Data shown –
- - - - -

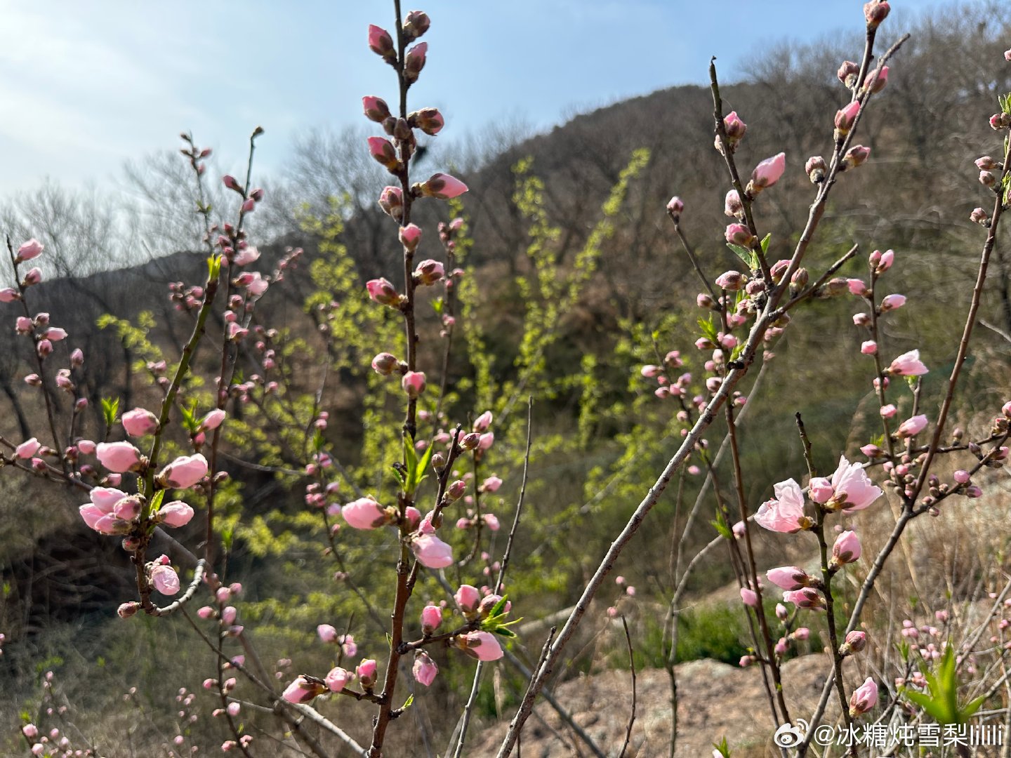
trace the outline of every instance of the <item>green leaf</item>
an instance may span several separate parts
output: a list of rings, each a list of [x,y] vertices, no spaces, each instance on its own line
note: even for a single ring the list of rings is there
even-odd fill
[[[102,398],[102,416],[105,418],[105,425],[112,427],[116,422],[119,414],[119,398]]]
[[[758,268],[758,257],[753,251],[750,251],[747,248],[742,248],[740,245],[731,245],[730,243],[727,243],[727,247],[730,248],[730,250],[734,252],[734,255],[740,258],[744,264],[751,269],[751,271]]]

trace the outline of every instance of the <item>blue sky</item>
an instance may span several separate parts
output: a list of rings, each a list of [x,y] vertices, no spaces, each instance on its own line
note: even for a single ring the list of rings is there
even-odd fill
[[[740,77],[763,42],[862,26],[862,0],[405,2],[433,19],[411,103],[443,109],[445,139],[701,83],[712,55]],[[0,196],[45,177],[115,186],[124,161],[181,130],[233,169],[261,124],[258,165],[277,173],[299,133],[363,123],[363,94],[392,98],[365,44],[391,21],[387,0],[0,0]]]

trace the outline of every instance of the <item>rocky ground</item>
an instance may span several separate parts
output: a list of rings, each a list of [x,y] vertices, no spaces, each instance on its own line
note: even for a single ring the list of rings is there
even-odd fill
[[[787,703],[792,713],[810,715],[827,665],[827,658],[821,655],[804,656],[786,664],[784,679],[787,681]],[[709,758],[713,743],[724,737],[735,758],[773,755],[772,722],[757,667],[741,669],[701,660],[677,666],[676,673],[676,758]],[[670,747],[667,672],[658,669],[639,672],[636,690],[636,719],[625,755],[629,758],[667,756]],[[628,671],[607,671],[573,679],[561,684],[554,694],[603,753],[609,757],[621,753],[631,708]],[[469,755],[493,756],[505,728],[505,724],[485,725]],[[593,755],[543,700],[535,709],[535,716],[527,722],[519,754],[523,758]]]

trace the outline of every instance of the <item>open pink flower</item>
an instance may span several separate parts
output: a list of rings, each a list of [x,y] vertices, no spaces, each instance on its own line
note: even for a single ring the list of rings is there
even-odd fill
[[[920,361],[920,351],[911,350],[892,361],[886,372],[894,376],[923,376],[927,367]]]
[[[323,684],[310,681],[304,674],[299,674],[291,684],[285,687],[281,697],[288,702],[308,702],[326,691],[327,687]]]
[[[473,613],[477,610],[477,605],[481,601],[481,593],[477,587],[470,584],[461,584],[460,588],[453,594],[453,598],[464,614]]]
[[[192,456],[180,456],[158,475],[167,486],[176,489],[192,487],[207,475],[207,459],[200,453]]]
[[[151,583],[163,595],[174,595],[179,592],[179,574],[172,566],[164,563],[151,569]]]
[[[362,686],[366,689],[371,687],[376,683],[376,662],[372,658],[365,658],[358,667],[355,669],[355,673],[358,675],[358,681],[362,683]]]
[[[193,517],[193,508],[182,500],[173,500],[162,505],[158,517],[167,527],[185,527]]]
[[[497,661],[502,657],[502,648],[490,632],[470,632],[457,638],[457,644],[464,653],[479,661]]]
[[[453,563],[453,548],[435,535],[419,535],[410,543],[418,562],[428,568],[446,568]]]
[[[347,669],[337,666],[330,670],[325,681],[327,682],[327,686],[330,687],[331,692],[340,692],[353,678],[354,674]]]
[[[371,496],[352,500],[341,508],[341,515],[355,529],[375,529],[389,523],[389,515]]]
[[[105,468],[119,474],[141,463],[141,451],[127,442],[99,443],[95,446],[95,454]]]
[[[431,635],[442,624],[442,608],[438,605],[426,605],[422,608],[422,632]]]
[[[748,190],[752,195],[757,195],[766,187],[771,187],[779,181],[783,171],[787,167],[787,154],[777,153],[771,158],[766,158],[759,163],[751,173],[751,181],[748,182]]]
[[[839,456],[839,466],[832,474],[831,483],[832,504],[847,513],[863,510],[882,496],[882,488],[870,481],[862,464],[850,463],[845,456]]]
[[[428,687],[436,680],[439,666],[429,657],[428,653],[419,652],[415,655],[415,665],[410,671],[415,675],[415,679]]]
[[[769,569],[765,572],[765,576],[780,589],[801,589],[811,582],[808,573],[798,566],[779,566]]]
[[[771,532],[793,534],[807,529],[810,519],[804,515],[804,492],[793,479],[773,486],[775,497],[766,500],[755,513],[755,522]]]
[[[123,429],[130,437],[144,437],[154,434],[158,429],[158,418],[150,410],[145,408],[133,408],[123,413],[120,419]]]
[[[860,558],[860,538],[851,530],[846,530],[835,539],[832,546],[832,562],[836,565],[852,563]]]

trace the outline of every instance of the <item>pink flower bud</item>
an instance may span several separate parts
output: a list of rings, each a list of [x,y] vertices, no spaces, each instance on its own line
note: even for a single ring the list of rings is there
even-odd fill
[[[168,487],[186,489],[207,475],[207,459],[200,453],[192,456],[180,456],[158,475],[159,481]]]
[[[365,658],[355,668],[355,673],[362,686],[368,689],[376,683],[376,662],[372,658]]]
[[[927,416],[924,414],[914,415],[912,418],[907,418],[905,421],[899,424],[899,429],[896,430],[896,437],[916,437],[920,434],[927,425]]]
[[[145,408],[133,408],[122,414],[119,419],[126,434],[130,437],[144,437],[152,435],[158,429],[158,418],[150,410]]]
[[[366,95],[362,98],[362,110],[370,121],[382,123],[389,118],[389,106],[386,105],[386,101],[375,95]]]
[[[400,386],[407,393],[407,397],[418,397],[425,391],[425,373],[408,371],[400,378]]]
[[[163,595],[174,595],[179,592],[179,575],[174,568],[166,564],[158,564],[151,569],[151,583]]]
[[[400,304],[400,294],[396,288],[386,279],[370,279],[365,283],[369,297],[380,305],[388,305],[395,308]]]
[[[422,261],[415,269],[415,281],[419,284],[433,285],[445,276],[446,270],[439,261]]]
[[[14,449],[14,455],[22,460],[26,460],[35,455],[40,447],[41,445],[38,440],[32,437],[30,440],[25,440],[23,443],[18,445],[17,448]]]
[[[751,172],[751,181],[748,182],[747,192],[750,195],[757,195],[763,189],[771,187],[779,181],[784,169],[787,167],[787,154],[777,153],[771,158],[766,158],[759,163]]]
[[[870,158],[870,148],[864,148],[862,145],[854,145],[842,157],[842,168],[855,169],[857,166],[865,164],[868,158]]]
[[[845,641],[842,643],[842,647],[839,650],[842,655],[850,655],[851,653],[859,653],[867,646],[867,634],[866,632],[859,632],[853,630],[848,635],[846,635]]]
[[[409,253],[418,249],[418,244],[422,241],[422,229],[420,226],[408,223],[400,227],[400,244]]]
[[[384,187],[379,194],[379,207],[394,221],[403,217],[403,190],[399,187]]]
[[[23,261],[30,261],[32,258],[37,258],[41,255],[43,247],[35,238],[31,238],[28,242],[21,243],[21,247],[17,249],[17,257],[14,261],[22,263]]]
[[[99,443],[95,454],[99,463],[116,473],[129,471],[141,463],[141,451],[127,442]]]
[[[407,122],[412,126],[418,126],[422,131],[430,136],[435,136],[442,131],[446,125],[446,119],[437,108],[422,108],[407,116]]]
[[[723,128],[727,132],[727,143],[733,147],[744,138],[748,125],[740,119],[736,110],[732,110],[723,117]]]
[[[736,291],[742,289],[748,278],[739,271],[726,271],[716,278],[716,285],[721,289]]]
[[[467,191],[466,184],[449,174],[433,174],[427,182],[416,184],[415,188],[419,194],[439,200],[451,200]]]
[[[800,589],[810,584],[811,577],[798,566],[779,566],[769,569],[765,576],[780,589]]]
[[[489,632],[470,632],[457,638],[457,645],[472,658],[496,661],[502,657],[501,645]]]
[[[453,597],[456,599],[456,604],[460,607],[460,610],[462,610],[464,614],[475,612],[481,601],[481,593],[478,591],[477,587],[471,586],[470,584],[461,584],[460,588],[456,590]]]
[[[158,511],[158,518],[167,527],[185,527],[193,518],[193,508],[182,500],[167,502]]]
[[[920,362],[920,351],[911,350],[892,361],[886,371],[893,376],[922,376],[927,367]]]
[[[874,4],[885,5],[886,7],[888,6],[888,3],[877,3],[877,0],[875,3],[867,3],[867,5]],[[866,6],[864,6],[864,8],[866,8]],[[875,684],[874,679],[868,676],[864,680],[863,684],[857,687],[852,696],[849,698],[849,715],[855,718],[860,714],[865,714],[872,708],[877,702],[878,685]]]
[[[400,161],[396,157],[396,149],[393,148],[393,144],[389,139],[381,136],[370,136],[368,143],[369,155],[382,164],[387,171],[397,170]]]
[[[419,683],[428,687],[435,681],[436,676],[439,674],[439,666],[429,657],[428,653],[419,651],[415,654],[415,665],[410,671]]]
[[[426,605],[422,608],[422,633],[431,635],[442,624],[442,608],[438,605]]]
[[[418,81],[418,75],[425,68],[425,56],[429,52],[428,42],[419,42],[407,51],[403,59],[403,79],[407,84]]]
[[[742,248],[750,248],[755,241],[754,235],[751,233],[751,229],[743,223],[730,224],[727,226],[727,230],[723,235],[731,245],[738,245]]]
[[[453,564],[453,548],[435,535],[419,535],[410,543],[418,562],[427,568],[446,568]]]
[[[226,413],[221,408],[214,408],[200,419],[200,429],[204,432],[217,429],[224,420]]]
[[[372,359],[372,370],[382,376],[389,376],[400,365],[396,356],[390,353],[380,353]]]
[[[846,531],[839,535],[832,546],[832,562],[836,565],[852,563],[860,558],[860,539],[855,532]]]
[[[386,63],[396,60],[396,51],[393,50],[393,37],[386,29],[369,24],[369,50],[377,56],[381,56]]]
[[[882,312],[888,310],[895,310],[896,308],[901,308],[906,304],[905,295],[886,295],[882,299]]]
[[[892,8],[889,6],[885,0],[870,0],[868,3],[863,5],[863,17],[867,19],[867,28],[877,29],[881,22],[884,21]],[[867,681],[870,681],[867,679]],[[877,689],[875,690],[875,696],[877,698]]]
[[[371,496],[352,500],[341,509],[341,515],[354,529],[376,529],[389,524],[389,515]]]
[[[422,10],[412,10],[403,17],[403,37],[411,41],[420,37],[429,30],[432,24],[428,13]]]
[[[308,702],[316,695],[327,691],[327,687],[315,681],[310,681],[304,675],[299,675],[291,684],[285,687],[281,697],[288,702]]]
[[[860,110],[860,103],[858,100],[853,100],[846,107],[837,111],[835,114],[835,139],[836,141],[841,141],[849,130],[853,127],[853,122],[856,120],[856,114]]]
[[[330,670],[325,681],[327,682],[327,686],[330,687],[331,692],[340,692],[353,678],[350,671],[337,666]]]

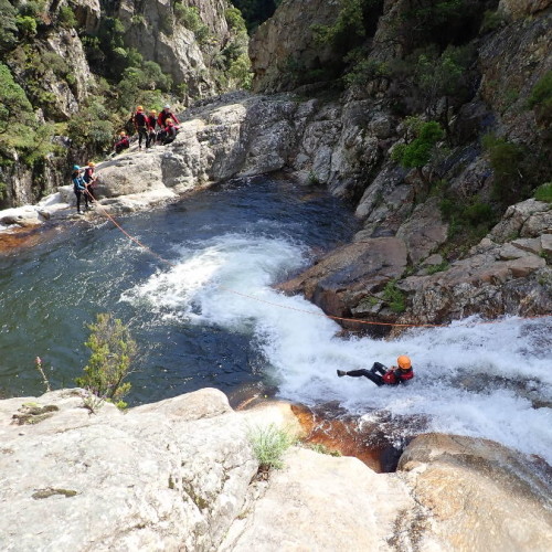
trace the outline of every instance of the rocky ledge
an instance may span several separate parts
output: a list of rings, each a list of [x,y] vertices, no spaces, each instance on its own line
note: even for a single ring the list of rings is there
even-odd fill
[[[287,404],[234,412],[205,389],[125,413],[91,406],[82,390],[0,401],[2,550],[552,544],[550,471],[492,442],[422,435],[394,474],[293,446],[258,478],[248,435],[268,424],[298,434]]]

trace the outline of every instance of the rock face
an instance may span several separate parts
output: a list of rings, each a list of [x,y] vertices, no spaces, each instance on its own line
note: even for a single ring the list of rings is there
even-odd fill
[[[2,550],[217,550],[258,467],[248,415],[215,390],[126,414],[75,390],[0,402]]]
[[[245,529],[227,548],[262,550],[395,550],[390,540],[397,512],[414,509],[393,474],[376,475],[355,458],[297,449],[274,473],[266,493],[251,508]],[[406,538],[406,540],[410,540]]]
[[[545,10],[552,6],[551,0],[500,0],[499,9],[514,18],[522,18]]]
[[[552,544],[550,474],[497,443],[422,435],[399,470],[432,512],[442,550],[544,551]]]
[[[109,2],[107,12],[112,11]],[[226,0],[190,0],[185,7],[197,9],[201,23],[211,34],[211,45],[201,45],[193,30],[187,29],[176,17],[170,0],[135,2],[119,0],[114,10],[125,25],[125,40],[145,60],[158,63],[176,83],[183,83],[188,93],[202,97],[217,92],[209,57],[222,51],[230,33],[224,17],[231,8]],[[213,46],[213,44],[216,44]]]
[[[333,23],[336,0],[284,0],[272,19],[263,23],[250,43],[255,92],[279,92],[297,85],[301,72],[321,70],[339,57],[328,46],[314,44],[312,25]],[[301,32],[297,30],[301,29]]]
[[[372,307],[367,298],[375,297],[385,284],[400,277],[405,267],[403,241],[396,237],[365,240],[338,248],[280,289],[300,291],[326,312],[348,317]]]
[[[126,413],[83,390],[0,401],[2,550],[550,549],[550,478],[513,450],[422,435],[375,474],[294,446],[258,479],[270,425],[298,431],[287,404],[236,413],[212,389]]]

- - - - -

Find each line in the records that contains the word "trace", and copy those lines out.

Task solution –
trace the outline of every instance of the <item>green leaf</item>
trace the outline of every instance of the <item>blue sky</item>
trace the outline of every instance of the <item>rocky ground</item>
trace the outline of every instance of the <item>open pink flower</item>
trace the outline of every instance of the <item>pink flower bud</item>
trace the outline of every instance of the rocky ledge
trace the outline of every instance of the rock face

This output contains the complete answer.